>> BEGIN PAGE EXCERPT

In a series of previous posts we created a number of ‘packages’ to guide players in making the more standard types of fantasy characters without limiting their choices. After all, the true strength of TFT is the ability to fully customize a character. We thought this same process could for fantasy races as well.

Flavor for elves: are they magically delicious?

By the listed rules, elves are more dextrous, faster, and weaker than baseline humans. The text adds that they are an ancient race, aloof, and not very business savvy. But lets dig a little deeper into some of the typical varieties:

High Elf–
Most commonly thought of in terms of Tolkien or the Norse Ljósálfar. They are proud, haughty, and arrogant, and purposefully keep their distance from lesser races. They are perhaps the most magical of elves, and would more often become wizards rather than heroes. Without a major investment in ST, their martial choices are limited, but they would take advantage of their dexterity with fencings and missile weapons. They would lean toward artistic skills, over practical concerns, and have a natural affinity toward ste

High Elf Starting Package: ST9(+3), DX14(+4), IQ9(+1) Hero. Talents: Sword(2), Bow(2), Fencing (3), Alertness (2). Suggested advancements include master fencer, courtly manners, poet, missile weapons. If you use our Drawbacks system, High Elves are often afflicted with Overcondfident or the minor social flaw of Aloofness.

New Racial Talent: Magic Affinity (1), prerequisite: Elf. A figure with this Talent has a natural ability to work magic even without long training. A Hero can learn one spell for one points as if they were a Wizard. This Talent can be taken multiple times

Wood Elf—
This is the wilder, if not lesser, cousin of the high elf. They tend to be smaller and stealthier than the high elves, living closer to other races but staying hidden in the deep forests. They very much keep to themselves (and the creatures around them), choosing the natural world of the artificial nature of civilization. They, too, never magic, but in a morte practical manner.

Wood Elf Starting Package: ST10(+4), DX13(+3), IQ9(+1) Hero. Talents: Sword(2), Bow(2), Missile Weapons (1), Naturalist(2), Silent Movement (2). Suggested advancements include increased ST for larger bows, Stealth, Woodsman and Tracking. Wood Elves are often Distrustful (minor psychological Drwaback) of non-elves.

Deep Elf–
Whether they are a fallen branch of the high elves, or merely elves that have chosen to seek power in the depths of the Earth, deep elves (known as Drow or Svartálfar) are often portrayed as villains. They are deep blue-black in coloring, and covet power more than anything. They live deep underground mining and working gems and precious metals, subjugating all they come across. They are as fleet as any elf, and often more intelligent, but they use their wits for cruelty and manipulation. Deep elves are masters of chemistry and use the secrets they have unearthed to create powerful poisons and potions.

Deep Elf Starting Package: ST8(+2), DX12(+2), IQ12(+4) Wizard. Talents: Knife(2), Chemist (3),; Spells: Staff I & II, Magic Fist, Dark Vision, 3-Hex Shadow, Silent Movement, Drain Strength. Suggested advancements include Alchemist, Thrown Weapons, Invisibility and Control Person. Deep Elves are Outsiders away from their lands, and are often Mean or Vindictive.

>> END PAGE EXCERPT
>> BEGIN EXTRACTED RECORDS

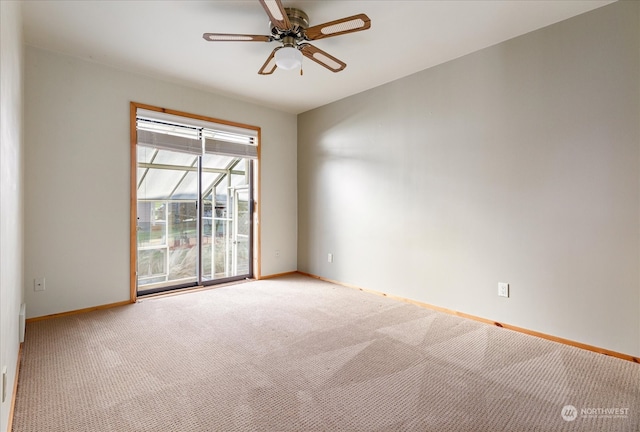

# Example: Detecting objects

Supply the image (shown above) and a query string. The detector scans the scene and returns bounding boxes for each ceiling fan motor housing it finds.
[269,8,309,47]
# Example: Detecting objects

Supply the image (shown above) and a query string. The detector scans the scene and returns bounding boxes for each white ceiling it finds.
[22,0,611,114]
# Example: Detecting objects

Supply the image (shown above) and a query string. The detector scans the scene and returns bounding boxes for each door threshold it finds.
[136,278,256,303]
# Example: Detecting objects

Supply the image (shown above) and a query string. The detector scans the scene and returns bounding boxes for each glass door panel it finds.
[137,146,198,293]
[137,146,252,294]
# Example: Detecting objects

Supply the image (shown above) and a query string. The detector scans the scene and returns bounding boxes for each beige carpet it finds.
[13,275,640,432]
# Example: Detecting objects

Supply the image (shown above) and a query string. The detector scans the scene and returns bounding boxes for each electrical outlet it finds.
[33,278,44,291]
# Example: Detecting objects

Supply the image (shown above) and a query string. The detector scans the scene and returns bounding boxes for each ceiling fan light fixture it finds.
[276,46,302,70]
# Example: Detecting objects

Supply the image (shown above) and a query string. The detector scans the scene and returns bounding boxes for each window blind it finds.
[136,108,258,159]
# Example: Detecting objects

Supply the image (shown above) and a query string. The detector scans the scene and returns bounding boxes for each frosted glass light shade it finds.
[276,47,302,70]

>> END EXTRACTED RECORDS

_TO DO_
Answer these questions from the text on elf races:
(a) What level does the High Elf Starting Package give for Fencing?
(b) How are Wood Elves often described in their attitude toward non-elves?
(c) By what other names are deep elves known?

_RESPONSE TO THIS TASK_
(a) Fencing is at level 3.
(b) They are often Distrustful of non-elves, a minor psychological drawback.
(c) They are known as Drow or Svartálfar.